Exercise description
Report how many lines in the records below contain the string "sweater". Give only the number.

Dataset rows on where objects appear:
** Start **

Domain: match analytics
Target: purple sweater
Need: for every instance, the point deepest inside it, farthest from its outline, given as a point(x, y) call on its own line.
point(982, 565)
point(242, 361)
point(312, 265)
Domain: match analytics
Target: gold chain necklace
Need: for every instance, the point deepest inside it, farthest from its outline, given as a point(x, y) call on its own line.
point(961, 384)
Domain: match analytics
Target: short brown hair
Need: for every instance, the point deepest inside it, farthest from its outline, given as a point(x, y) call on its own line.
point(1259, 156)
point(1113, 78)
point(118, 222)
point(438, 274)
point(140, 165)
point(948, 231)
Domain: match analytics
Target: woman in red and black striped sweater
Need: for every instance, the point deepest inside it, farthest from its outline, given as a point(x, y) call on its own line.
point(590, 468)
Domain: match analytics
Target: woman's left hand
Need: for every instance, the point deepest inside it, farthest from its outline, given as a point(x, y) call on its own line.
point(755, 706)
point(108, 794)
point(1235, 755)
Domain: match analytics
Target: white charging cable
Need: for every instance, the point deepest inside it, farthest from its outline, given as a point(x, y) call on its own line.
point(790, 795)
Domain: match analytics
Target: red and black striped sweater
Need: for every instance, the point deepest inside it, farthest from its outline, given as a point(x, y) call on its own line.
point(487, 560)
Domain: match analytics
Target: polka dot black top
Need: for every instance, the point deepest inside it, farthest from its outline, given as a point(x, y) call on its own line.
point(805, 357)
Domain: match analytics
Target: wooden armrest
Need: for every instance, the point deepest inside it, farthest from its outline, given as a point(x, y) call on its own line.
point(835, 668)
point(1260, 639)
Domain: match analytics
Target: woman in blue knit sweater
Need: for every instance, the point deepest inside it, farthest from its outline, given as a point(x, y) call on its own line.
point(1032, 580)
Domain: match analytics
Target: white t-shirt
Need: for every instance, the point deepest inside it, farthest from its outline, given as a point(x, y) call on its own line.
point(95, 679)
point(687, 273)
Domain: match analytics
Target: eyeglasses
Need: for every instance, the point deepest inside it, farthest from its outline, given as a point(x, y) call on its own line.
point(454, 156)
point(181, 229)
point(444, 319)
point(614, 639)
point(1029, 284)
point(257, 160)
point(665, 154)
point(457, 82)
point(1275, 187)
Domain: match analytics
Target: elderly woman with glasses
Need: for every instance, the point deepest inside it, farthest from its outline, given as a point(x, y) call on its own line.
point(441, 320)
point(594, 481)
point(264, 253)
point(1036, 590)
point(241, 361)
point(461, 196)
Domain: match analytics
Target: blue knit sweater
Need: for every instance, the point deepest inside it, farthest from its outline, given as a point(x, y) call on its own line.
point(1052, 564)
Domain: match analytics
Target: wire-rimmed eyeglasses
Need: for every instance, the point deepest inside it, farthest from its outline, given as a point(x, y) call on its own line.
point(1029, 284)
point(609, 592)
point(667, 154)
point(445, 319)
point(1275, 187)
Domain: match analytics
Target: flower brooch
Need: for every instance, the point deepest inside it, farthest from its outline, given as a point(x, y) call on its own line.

** End **

The completed task
5